Directions for this task -> For each statement, answer yes or no according to the epilepsy care abstract below, and quote the deciding words: (a) Mean QOF attainment in Wales rose from 94% to 98%. (b) Most areas in England saw an increase in QOF points obtained. (c) Epilepsy QOF scores in Wales were higher than those for heart failure.

Text passage ->
○ ○ ○

Introduction The New GP Contract (2004) introduced reward for achievement in quality of organisation and disease management. We investigated how a pay for performance strategy has affected epilepsy care as measured by the quality and outcomes framework (QOF).
Method Using QOF datasets from 2005 and 2010, we analysed patterns of epilepsy QOF point attainment for individual LHBs/PCTs. We then compared the percentage of QOF points obtained for epilepsy with percentage gained for other chronic diseases (heart failure, asthma, diabetes) to determine which diseases’ management are ‘prioritised’ by GPs.
Results In Wales QOF attainment has significantly risen since 2005 (p<0.0001). Mean QOF attainment has risen from 94% (min 67.9%, max 100%) to 98% (min 84.5%, max 100%). However in England most areas saw a decrease in QOF points obtained (p<0.0001). Motivated GPs in resource poor settings such as Blaenau Gwent (+26.03%), and Rhondda Cynon Taf (+23.63%) demonstrated the greatest improvement despite still having some of the lowest scores in Wales. Epilepsy QOF scores were lower than scores for other chronic diseases e.g. heart failure in Wales (p=0.00012), despite a similarity in prevalence and QOF points available.
Conclusions QOF can be demonstrated to motivate GPs to prioritise epilepsy care in practices which initially scored poorly. However it is a concern that QOF point attainment is also seen to drop in areas that had previously scored well. This may represent ‘gamesmanship’ from GP practices as they focus on conditions which are easiest to score well on—or conversely that the QOF targets for epilepsy are reassuringly difficult to attain.

○ ○ ○

(Records from a data collection)
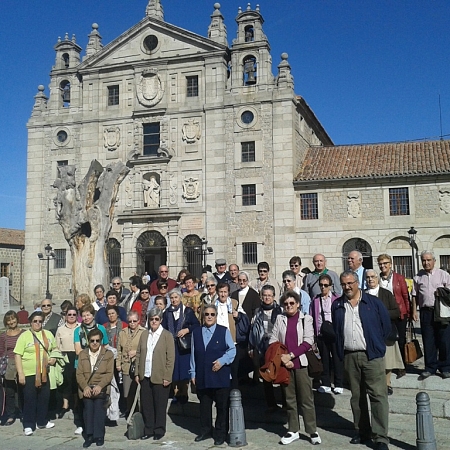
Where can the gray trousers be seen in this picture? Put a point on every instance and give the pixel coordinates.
(367, 378)
(299, 395)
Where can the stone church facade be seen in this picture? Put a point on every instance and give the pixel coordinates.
(218, 149)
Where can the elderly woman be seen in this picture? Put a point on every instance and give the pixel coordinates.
(65, 344)
(289, 280)
(155, 360)
(295, 330)
(180, 320)
(32, 360)
(8, 340)
(94, 374)
(126, 354)
(320, 310)
(393, 357)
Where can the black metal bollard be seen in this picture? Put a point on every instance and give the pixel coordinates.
(424, 423)
(237, 423)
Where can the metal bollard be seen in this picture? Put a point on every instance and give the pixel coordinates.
(424, 423)
(237, 423)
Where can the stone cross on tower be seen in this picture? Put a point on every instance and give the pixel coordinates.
(155, 9)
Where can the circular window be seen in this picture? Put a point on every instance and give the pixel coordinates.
(150, 43)
(247, 117)
(61, 136)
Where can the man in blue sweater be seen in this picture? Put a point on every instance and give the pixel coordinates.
(361, 323)
(212, 352)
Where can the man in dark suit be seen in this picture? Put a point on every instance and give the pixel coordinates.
(212, 352)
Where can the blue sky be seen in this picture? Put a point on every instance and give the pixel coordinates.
(372, 71)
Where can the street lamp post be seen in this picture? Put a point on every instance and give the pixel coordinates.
(412, 242)
(49, 255)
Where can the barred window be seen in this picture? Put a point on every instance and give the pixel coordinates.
(308, 207)
(250, 253)
(192, 86)
(60, 258)
(248, 194)
(399, 202)
(248, 151)
(151, 138)
(403, 265)
(113, 95)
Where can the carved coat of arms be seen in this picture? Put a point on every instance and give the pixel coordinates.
(191, 131)
(191, 188)
(150, 89)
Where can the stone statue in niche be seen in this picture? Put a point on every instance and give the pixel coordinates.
(353, 205)
(191, 188)
(152, 191)
(444, 201)
(191, 131)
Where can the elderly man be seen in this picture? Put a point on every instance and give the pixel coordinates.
(212, 353)
(354, 261)
(163, 275)
(435, 335)
(362, 324)
(117, 285)
(263, 280)
(311, 280)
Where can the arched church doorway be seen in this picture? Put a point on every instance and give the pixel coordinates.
(192, 252)
(362, 246)
(151, 249)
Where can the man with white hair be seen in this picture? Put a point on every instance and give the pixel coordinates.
(435, 335)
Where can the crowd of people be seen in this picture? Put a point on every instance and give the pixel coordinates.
(162, 336)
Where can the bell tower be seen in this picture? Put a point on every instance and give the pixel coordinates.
(250, 53)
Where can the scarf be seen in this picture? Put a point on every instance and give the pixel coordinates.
(41, 369)
(174, 329)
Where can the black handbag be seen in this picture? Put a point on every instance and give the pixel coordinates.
(326, 329)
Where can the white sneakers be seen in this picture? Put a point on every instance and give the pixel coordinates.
(289, 437)
(324, 389)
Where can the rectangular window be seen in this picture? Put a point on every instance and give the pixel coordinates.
(308, 207)
(248, 151)
(60, 258)
(192, 86)
(403, 265)
(444, 262)
(248, 194)
(250, 252)
(113, 95)
(399, 202)
(151, 138)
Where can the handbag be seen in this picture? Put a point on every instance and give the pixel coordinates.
(135, 422)
(413, 351)
(326, 329)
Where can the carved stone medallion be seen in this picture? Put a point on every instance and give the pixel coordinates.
(150, 89)
(191, 131)
(111, 138)
(191, 188)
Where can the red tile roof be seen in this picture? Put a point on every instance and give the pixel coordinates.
(375, 160)
(12, 237)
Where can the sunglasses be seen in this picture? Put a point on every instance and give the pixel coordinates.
(289, 303)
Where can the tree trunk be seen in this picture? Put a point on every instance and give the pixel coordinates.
(85, 213)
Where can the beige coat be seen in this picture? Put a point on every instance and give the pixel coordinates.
(163, 357)
(307, 335)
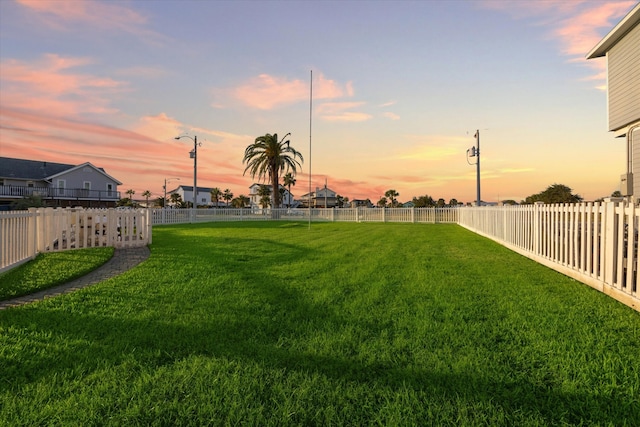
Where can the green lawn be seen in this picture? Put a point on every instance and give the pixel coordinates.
(271, 323)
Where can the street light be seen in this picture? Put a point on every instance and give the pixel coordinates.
(475, 152)
(194, 155)
(167, 180)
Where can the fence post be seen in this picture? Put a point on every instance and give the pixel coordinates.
(609, 237)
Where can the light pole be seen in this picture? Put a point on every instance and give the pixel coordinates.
(194, 156)
(475, 152)
(167, 180)
(164, 201)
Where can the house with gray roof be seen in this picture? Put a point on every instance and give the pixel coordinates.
(58, 184)
(621, 47)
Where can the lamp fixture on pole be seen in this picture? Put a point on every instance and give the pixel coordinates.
(194, 155)
(475, 152)
(167, 180)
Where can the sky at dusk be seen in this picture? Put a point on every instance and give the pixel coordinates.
(399, 89)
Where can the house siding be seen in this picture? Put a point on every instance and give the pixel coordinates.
(635, 162)
(623, 61)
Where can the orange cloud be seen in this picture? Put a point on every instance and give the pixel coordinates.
(49, 85)
(337, 112)
(90, 14)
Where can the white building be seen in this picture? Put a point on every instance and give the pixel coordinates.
(203, 195)
(321, 198)
(287, 200)
(621, 47)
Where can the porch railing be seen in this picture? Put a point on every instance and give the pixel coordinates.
(13, 191)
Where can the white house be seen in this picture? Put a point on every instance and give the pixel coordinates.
(254, 198)
(621, 47)
(203, 195)
(321, 198)
(58, 184)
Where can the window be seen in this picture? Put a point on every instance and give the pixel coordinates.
(60, 187)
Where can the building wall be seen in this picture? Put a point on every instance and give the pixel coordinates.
(635, 163)
(77, 178)
(623, 62)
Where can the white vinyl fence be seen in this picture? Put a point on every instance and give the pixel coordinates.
(23, 234)
(409, 215)
(595, 243)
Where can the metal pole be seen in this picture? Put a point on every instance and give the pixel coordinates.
(478, 167)
(310, 115)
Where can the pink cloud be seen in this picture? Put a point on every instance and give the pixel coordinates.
(51, 86)
(577, 26)
(266, 92)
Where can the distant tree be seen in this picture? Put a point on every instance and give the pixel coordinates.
(391, 196)
(146, 194)
(227, 196)
(215, 195)
(556, 193)
(288, 181)
(267, 157)
(341, 201)
(423, 202)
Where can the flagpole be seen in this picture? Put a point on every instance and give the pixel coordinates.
(310, 115)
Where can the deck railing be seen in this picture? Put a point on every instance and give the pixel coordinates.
(13, 191)
(24, 234)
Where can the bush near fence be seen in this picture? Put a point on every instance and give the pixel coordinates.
(23, 234)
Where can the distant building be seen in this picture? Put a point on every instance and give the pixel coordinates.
(286, 200)
(321, 198)
(622, 50)
(57, 184)
(203, 196)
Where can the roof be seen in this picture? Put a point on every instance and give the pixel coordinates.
(619, 31)
(30, 169)
(39, 170)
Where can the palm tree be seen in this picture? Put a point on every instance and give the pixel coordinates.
(391, 195)
(265, 194)
(289, 180)
(146, 194)
(176, 199)
(215, 194)
(267, 157)
(240, 202)
(227, 195)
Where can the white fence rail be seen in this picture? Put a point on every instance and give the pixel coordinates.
(595, 243)
(410, 215)
(23, 234)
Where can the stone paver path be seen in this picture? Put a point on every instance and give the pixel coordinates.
(122, 260)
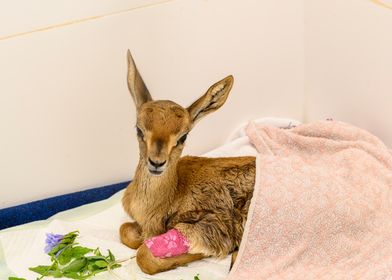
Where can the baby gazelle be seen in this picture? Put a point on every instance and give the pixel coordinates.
(206, 199)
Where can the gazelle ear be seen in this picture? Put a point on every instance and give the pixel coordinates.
(137, 87)
(212, 100)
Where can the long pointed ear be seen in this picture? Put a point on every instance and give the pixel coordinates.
(137, 87)
(212, 100)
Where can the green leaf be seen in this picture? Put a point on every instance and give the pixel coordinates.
(75, 275)
(111, 256)
(41, 269)
(101, 263)
(75, 265)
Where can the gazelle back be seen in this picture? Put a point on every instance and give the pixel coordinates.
(206, 199)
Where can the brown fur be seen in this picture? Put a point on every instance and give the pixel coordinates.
(206, 199)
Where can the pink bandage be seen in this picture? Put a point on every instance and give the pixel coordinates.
(169, 244)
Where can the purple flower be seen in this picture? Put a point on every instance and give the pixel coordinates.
(52, 240)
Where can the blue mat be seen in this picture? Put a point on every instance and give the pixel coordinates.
(43, 209)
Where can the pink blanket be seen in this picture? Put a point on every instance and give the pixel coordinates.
(322, 205)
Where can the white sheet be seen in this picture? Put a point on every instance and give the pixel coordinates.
(98, 223)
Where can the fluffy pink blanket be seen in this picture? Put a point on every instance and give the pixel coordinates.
(322, 205)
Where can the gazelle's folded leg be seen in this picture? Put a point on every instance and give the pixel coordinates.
(152, 265)
(130, 234)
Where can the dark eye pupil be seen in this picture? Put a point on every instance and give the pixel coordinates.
(182, 139)
(139, 132)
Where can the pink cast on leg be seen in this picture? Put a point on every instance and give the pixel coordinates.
(169, 244)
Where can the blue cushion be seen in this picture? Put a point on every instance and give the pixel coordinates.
(43, 209)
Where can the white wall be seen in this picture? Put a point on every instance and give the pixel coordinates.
(349, 63)
(66, 118)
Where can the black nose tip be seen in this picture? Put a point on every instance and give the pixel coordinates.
(156, 164)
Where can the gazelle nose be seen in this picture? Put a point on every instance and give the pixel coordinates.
(156, 164)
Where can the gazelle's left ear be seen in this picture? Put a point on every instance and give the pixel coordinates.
(136, 85)
(212, 100)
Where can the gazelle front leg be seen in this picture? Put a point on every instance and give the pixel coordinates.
(204, 239)
(152, 265)
(131, 235)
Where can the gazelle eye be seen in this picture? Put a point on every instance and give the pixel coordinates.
(182, 139)
(140, 133)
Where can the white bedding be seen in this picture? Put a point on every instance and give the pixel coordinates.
(22, 247)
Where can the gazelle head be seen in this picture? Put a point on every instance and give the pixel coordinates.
(162, 125)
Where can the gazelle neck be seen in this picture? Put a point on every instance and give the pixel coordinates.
(156, 189)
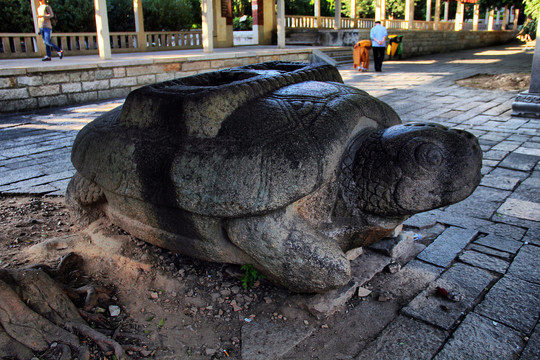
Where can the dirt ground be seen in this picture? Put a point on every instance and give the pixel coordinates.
(171, 306)
(505, 82)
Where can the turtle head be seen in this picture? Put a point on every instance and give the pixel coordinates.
(410, 168)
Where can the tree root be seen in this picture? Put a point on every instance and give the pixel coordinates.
(35, 312)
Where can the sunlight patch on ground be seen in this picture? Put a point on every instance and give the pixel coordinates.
(474, 61)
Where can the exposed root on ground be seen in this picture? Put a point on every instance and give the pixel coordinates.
(37, 313)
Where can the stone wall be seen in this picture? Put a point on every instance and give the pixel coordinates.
(30, 88)
(417, 43)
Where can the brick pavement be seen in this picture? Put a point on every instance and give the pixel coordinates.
(489, 244)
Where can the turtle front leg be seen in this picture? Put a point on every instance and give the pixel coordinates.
(85, 197)
(290, 252)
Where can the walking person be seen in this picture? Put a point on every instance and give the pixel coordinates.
(378, 35)
(45, 14)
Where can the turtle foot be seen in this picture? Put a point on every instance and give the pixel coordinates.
(85, 198)
(290, 252)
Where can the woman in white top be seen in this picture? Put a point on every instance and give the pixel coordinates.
(45, 14)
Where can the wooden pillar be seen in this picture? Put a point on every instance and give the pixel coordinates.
(437, 14)
(281, 24)
(409, 13)
(490, 19)
(337, 14)
(476, 16)
(516, 16)
(207, 10)
(458, 25)
(139, 24)
(264, 21)
(102, 28)
(317, 13)
(505, 18)
(39, 45)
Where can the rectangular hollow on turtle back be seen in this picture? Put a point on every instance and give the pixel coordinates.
(228, 76)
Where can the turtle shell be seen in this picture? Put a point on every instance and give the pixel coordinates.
(283, 137)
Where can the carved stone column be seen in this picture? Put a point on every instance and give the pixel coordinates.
(527, 103)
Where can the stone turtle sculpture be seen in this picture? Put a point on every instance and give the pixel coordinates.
(278, 165)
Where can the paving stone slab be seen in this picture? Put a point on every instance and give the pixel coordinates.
(446, 246)
(500, 243)
(520, 209)
(501, 180)
(482, 203)
(532, 236)
(367, 265)
(442, 312)
(525, 264)
(532, 349)
(406, 339)
(513, 302)
(528, 190)
(519, 161)
(489, 251)
(480, 338)
(484, 261)
(266, 340)
(410, 280)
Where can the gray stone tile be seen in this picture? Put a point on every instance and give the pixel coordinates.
(445, 248)
(500, 243)
(528, 190)
(513, 302)
(444, 313)
(521, 209)
(483, 202)
(519, 161)
(410, 280)
(503, 179)
(13, 176)
(405, 339)
(480, 338)
(492, 252)
(532, 350)
(532, 236)
(484, 261)
(524, 264)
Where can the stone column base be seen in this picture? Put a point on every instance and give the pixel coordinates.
(527, 105)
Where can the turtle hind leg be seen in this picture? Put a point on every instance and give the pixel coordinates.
(86, 198)
(290, 252)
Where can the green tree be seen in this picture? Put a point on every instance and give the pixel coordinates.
(169, 15)
(16, 16)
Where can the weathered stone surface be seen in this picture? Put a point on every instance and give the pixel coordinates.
(445, 248)
(265, 340)
(521, 266)
(324, 305)
(522, 209)
(500, 243)
(532, 350)
(401, 246)
(513, 302)
(481, 338)
(440, 311)
(489, 251)
(405, 338)
(504, 179)
(484, 261)
(520, 162)
(411, 279)
(276, 165)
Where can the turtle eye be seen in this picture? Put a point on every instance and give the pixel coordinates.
(429, 155)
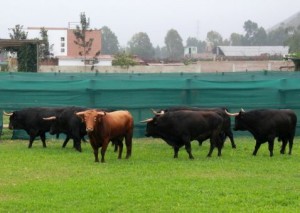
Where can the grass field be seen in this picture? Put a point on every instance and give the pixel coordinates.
(63, 180)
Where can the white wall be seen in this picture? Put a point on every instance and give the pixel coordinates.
(79, 62)
(54, 37)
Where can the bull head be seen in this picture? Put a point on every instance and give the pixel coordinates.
(158, 113)
(147, 120)
(50, 118)
(234, 114)
(7, 114)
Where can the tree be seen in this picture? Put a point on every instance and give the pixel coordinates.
(141, 46)
(81, 40)
(294, 41)
(214, 38)
(236, 39)
(124, 60)
(27, 58)
(174, 45)
(44, 51)
(27, 54)
(277, 36)
(201, 45)
(110, 43)
(251, 29)
(18, 33)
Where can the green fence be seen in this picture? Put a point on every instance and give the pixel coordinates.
(139, 93)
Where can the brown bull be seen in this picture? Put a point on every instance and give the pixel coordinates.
(102, 127)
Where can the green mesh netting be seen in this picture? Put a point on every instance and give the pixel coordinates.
(138, 93)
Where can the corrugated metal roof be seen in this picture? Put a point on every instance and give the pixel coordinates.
(252, 50)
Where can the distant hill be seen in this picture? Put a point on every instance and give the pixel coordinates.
(293, 21)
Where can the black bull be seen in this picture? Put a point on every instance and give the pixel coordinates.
(267, 124)
(179, 128)
(226, 128)
(31, 120)
(68, 123)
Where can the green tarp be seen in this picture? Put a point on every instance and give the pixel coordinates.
(139, 93)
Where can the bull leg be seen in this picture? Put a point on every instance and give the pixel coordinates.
(271, 146)
(43, 138)
(103, 150)
(66, 141)
(230, 135)
(77, 143)
(120, 144)
(212, 146)
(31, 139)
(257, 145)
(188, 148)
(220, 144)
(284, 143)
(128, 143)
(96, 154)
(290, 145)
(176, 149)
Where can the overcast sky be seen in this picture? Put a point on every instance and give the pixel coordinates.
(191, 18)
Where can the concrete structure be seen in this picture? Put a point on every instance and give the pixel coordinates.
(250, 51)
(63, 47)
(190, 51)
(201, 66)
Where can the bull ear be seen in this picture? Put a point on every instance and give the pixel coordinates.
(147, 120)
(101, 113)
(231, 114)
(158, 113)
(50, 118)
(80, 115)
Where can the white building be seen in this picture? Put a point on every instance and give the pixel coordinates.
(63, 47)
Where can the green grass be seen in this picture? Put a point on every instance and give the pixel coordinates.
(63, 180)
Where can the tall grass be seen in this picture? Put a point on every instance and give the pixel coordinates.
(53, 179)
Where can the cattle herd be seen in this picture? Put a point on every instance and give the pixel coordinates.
(177, 126)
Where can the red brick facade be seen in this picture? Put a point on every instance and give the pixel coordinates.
(74, 49)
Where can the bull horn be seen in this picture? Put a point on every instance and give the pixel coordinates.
(147, 120)
(7, 114)
(101, 113)
(50, 118)
(158, 113)
(231, 114)
(79, 113)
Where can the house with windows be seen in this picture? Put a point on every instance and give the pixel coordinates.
(63, 47)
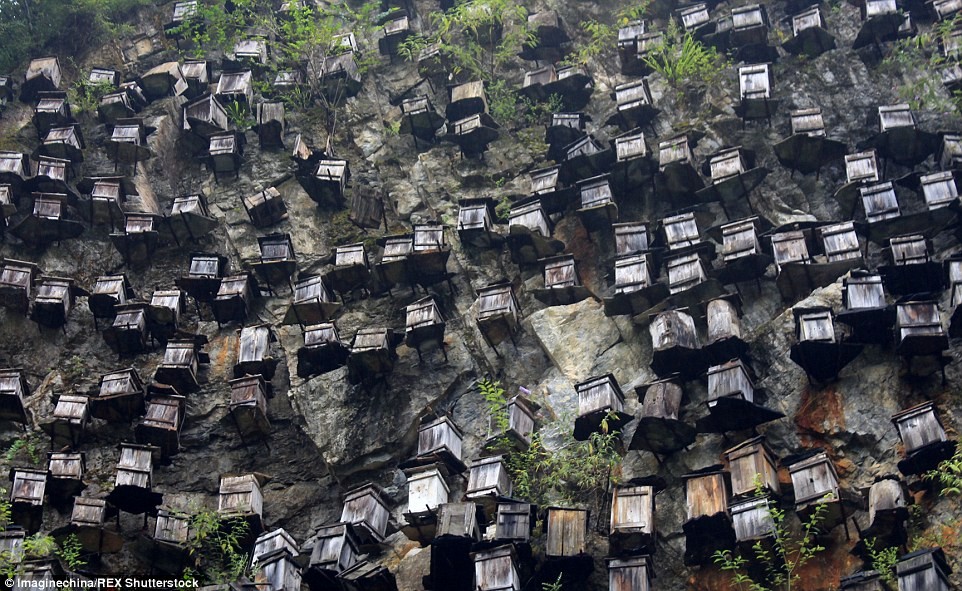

○ ○ ○

Solution ->
(a) Yes: "Mean QOF attainment has risen from 94% (min 67.9%, max 100%) to 98% (min 84.5%, max 100%)."
(b) No: "However in England most areas saw a decrease in QOF points obtained (p<0.0001)."
(c) No: "Epilepsy QOF scores were lower than scores for other chronic diseases e.g. heart failure in Wales (p=0.00012)"